[Natural language region descriptions]
--------------------------------
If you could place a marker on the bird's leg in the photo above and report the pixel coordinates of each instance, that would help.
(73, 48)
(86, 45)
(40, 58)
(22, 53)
--------------------------------
- [TASK INSTRUCTIONS]
Write out the data exactly as it stands.

- [OUTPUT BELOW]
If you could place a marker on the bird's leg in the photo above and report the pixel coordinates of each instance, that would help.
(73, 48)
(86, 45)
(40, 58)
(22, 53)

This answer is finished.